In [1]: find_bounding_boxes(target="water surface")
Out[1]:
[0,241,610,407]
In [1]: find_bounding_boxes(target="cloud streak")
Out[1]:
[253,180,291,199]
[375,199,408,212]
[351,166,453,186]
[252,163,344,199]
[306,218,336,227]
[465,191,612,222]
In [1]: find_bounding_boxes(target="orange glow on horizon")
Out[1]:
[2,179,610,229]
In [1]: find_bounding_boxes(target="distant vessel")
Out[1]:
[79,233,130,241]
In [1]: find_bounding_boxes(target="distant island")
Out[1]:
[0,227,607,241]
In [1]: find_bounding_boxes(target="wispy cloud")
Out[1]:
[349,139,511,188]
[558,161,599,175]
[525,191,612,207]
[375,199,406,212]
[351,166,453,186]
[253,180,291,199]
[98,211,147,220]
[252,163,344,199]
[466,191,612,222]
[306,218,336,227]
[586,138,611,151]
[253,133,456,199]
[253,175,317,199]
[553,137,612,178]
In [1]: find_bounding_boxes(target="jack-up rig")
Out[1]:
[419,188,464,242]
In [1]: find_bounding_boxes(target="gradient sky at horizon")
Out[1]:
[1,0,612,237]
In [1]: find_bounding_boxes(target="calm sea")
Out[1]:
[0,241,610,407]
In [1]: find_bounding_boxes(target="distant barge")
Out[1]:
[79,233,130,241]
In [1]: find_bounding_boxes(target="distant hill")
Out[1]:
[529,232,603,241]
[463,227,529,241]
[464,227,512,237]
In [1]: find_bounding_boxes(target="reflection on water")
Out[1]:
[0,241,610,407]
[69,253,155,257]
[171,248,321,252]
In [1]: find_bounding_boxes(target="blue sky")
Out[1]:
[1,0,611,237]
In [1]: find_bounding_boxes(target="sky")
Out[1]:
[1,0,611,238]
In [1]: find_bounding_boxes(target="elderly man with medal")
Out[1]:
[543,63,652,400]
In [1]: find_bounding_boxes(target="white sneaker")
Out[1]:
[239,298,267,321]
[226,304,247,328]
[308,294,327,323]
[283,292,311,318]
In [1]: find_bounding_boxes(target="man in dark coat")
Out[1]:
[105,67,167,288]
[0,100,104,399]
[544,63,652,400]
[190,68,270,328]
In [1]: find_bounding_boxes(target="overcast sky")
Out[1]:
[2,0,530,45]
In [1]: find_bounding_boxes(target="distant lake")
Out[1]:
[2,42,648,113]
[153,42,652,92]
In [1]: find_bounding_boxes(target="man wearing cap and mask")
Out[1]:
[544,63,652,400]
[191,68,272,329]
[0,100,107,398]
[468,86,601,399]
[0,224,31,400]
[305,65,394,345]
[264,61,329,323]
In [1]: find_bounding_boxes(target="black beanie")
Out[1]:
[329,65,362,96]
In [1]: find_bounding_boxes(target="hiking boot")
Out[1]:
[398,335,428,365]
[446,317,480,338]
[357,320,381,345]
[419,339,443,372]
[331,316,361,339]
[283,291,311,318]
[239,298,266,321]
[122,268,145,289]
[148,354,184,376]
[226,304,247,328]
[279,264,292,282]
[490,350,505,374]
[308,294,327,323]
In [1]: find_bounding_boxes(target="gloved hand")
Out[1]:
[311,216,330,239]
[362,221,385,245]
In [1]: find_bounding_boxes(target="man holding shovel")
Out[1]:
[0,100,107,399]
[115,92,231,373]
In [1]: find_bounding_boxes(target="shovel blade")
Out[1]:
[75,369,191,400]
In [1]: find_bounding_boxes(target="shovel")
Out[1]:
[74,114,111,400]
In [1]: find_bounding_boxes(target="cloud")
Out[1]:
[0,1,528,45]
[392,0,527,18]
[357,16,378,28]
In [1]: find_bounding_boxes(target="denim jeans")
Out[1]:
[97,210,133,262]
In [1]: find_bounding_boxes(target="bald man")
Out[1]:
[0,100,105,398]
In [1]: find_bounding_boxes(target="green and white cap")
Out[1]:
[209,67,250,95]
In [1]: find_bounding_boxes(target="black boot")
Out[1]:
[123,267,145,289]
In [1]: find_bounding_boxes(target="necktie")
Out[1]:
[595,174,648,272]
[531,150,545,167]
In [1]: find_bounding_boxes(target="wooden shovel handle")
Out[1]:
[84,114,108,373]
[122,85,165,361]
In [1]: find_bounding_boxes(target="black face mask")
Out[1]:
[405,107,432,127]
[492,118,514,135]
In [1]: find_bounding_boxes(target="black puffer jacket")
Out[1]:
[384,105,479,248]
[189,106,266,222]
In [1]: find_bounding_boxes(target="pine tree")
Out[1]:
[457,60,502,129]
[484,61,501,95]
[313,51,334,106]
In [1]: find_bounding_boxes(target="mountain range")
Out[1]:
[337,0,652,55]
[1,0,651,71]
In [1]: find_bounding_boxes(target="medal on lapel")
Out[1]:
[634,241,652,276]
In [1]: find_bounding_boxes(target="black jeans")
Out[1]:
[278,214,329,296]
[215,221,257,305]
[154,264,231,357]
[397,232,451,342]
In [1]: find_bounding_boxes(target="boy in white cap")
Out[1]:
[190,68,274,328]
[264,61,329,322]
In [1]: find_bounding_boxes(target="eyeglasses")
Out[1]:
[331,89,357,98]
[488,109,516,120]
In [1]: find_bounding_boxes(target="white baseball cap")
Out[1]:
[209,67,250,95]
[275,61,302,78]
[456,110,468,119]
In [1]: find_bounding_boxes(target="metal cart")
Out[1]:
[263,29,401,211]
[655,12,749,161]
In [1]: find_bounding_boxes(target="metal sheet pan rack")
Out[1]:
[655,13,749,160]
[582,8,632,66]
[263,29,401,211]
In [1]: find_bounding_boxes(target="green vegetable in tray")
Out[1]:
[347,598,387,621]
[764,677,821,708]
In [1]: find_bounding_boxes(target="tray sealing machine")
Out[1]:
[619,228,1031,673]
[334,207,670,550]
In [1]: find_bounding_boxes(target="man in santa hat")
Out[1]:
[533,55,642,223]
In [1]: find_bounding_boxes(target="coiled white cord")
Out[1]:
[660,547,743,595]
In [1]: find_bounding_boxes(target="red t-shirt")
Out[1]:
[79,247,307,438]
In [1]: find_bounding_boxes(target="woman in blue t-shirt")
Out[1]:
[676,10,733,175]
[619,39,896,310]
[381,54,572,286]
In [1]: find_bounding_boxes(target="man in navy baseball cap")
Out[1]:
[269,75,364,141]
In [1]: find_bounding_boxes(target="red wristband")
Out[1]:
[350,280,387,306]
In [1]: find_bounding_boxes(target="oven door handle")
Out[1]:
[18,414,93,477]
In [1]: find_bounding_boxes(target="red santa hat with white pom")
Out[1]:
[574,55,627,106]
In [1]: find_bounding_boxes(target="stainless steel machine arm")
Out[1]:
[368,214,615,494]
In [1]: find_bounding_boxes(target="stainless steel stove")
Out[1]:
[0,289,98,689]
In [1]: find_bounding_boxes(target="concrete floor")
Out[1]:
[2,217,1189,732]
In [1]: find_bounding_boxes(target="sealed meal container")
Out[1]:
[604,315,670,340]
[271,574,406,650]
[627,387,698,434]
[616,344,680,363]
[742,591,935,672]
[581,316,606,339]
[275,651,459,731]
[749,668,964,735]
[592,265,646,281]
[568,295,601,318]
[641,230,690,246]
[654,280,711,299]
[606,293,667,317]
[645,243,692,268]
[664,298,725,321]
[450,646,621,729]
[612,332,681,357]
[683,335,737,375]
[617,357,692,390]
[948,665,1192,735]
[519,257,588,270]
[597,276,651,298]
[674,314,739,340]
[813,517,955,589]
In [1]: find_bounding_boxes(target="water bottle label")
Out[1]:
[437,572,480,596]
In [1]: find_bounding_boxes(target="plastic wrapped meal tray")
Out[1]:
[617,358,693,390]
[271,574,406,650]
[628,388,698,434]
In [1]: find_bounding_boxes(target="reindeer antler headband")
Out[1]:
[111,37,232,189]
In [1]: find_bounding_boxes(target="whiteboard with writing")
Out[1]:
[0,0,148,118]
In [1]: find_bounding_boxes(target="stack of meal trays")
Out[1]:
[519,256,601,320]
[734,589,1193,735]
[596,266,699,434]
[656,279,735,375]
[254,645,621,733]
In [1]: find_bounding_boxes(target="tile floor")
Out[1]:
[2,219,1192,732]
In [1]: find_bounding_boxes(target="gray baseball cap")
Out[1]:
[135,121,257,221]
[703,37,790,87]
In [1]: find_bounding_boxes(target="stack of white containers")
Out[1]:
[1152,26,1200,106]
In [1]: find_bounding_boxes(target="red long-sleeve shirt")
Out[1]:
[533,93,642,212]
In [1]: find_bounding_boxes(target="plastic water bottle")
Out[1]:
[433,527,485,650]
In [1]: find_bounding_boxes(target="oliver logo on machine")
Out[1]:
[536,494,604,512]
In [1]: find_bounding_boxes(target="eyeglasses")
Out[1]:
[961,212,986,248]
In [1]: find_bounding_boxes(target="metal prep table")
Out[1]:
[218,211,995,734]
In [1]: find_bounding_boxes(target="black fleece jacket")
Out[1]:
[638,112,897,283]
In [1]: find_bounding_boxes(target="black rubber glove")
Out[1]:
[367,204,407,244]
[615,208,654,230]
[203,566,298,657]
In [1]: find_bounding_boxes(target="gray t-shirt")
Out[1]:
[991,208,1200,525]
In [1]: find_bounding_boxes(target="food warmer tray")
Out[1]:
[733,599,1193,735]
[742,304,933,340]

> _Instructions for the task_
Only the number is wanted: how many lines of the material contain the word "horizon"?

> _Final answer_
2